== RECORDS FOR THIS EXERCISE ==
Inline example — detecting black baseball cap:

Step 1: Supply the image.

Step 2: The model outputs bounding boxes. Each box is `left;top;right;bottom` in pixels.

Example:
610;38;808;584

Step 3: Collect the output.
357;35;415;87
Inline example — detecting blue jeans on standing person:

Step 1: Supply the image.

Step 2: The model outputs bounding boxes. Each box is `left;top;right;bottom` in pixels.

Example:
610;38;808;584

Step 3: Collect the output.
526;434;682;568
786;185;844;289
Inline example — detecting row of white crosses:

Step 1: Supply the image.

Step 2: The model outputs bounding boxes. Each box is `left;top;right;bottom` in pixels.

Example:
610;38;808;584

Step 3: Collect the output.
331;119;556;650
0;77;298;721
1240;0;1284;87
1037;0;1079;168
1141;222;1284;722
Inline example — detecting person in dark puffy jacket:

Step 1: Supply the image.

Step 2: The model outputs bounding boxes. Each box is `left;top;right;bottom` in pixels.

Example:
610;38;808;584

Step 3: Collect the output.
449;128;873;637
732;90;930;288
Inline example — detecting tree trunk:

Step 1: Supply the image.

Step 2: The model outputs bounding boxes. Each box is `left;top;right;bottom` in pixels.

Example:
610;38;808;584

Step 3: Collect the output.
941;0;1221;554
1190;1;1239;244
...
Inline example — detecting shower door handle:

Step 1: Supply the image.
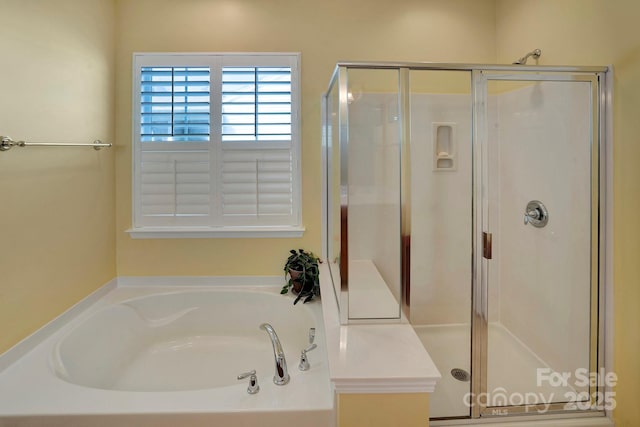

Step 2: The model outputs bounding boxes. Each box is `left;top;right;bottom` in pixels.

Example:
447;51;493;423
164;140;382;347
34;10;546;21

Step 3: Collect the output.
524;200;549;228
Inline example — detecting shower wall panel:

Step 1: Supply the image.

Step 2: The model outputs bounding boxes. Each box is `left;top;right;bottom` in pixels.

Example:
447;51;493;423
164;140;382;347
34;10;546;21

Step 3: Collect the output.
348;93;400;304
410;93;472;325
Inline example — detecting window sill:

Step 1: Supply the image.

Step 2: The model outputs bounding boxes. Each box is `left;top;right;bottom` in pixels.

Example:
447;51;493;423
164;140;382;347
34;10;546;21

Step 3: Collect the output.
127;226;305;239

== YOUR GOAL ==
Copy these lines word for word, from the line with "Inline example — detecting blue" up to and including the line with "1190;1;1239;244".

== SOLVED PROBLEM ==
Inline example — detecting blue jeans on standing person:

Step 1: Supply the image.

Step 2: The model outputs bounding boxes. Each box is `left;top;right;bottom` in pixels.

Example:
610;38;808;584

Step 3: Collect the output.
526;434;682;568
786;185;844;289
Inline example — detecting row of white crosses:

Step 1: Supply the image.

Step 2: The model outputs bounding boxes. Each box is `left;top;right;bottom` in pixels.

Example:
610;38;808;584

Step 3: Collect the output.
331;119;556;650
0;77;298;721
1240;0;1284;87
1037;0;1079;168
1141;222;1284;722
Inline example — detecting person in dark puffy jacket:

Step 1: Supply the image.

Step 2: The model outputs bounding boxes. Each box is `left;top;right;bottom` in pixels.

Example:
610;38;808;584

Step 3: Collect the output.
449;128;873;637
732;90;930;288
Inline example — detecting tree trunk:

Step 1: Supply the image.

Step 2: The model outputs bounding boxes. Each box is `left;top;right;bottom` in pixels.

Example:
610;38;808;584

Step 3: Collect the output.
941;0;1221;554
1190;1;1239;244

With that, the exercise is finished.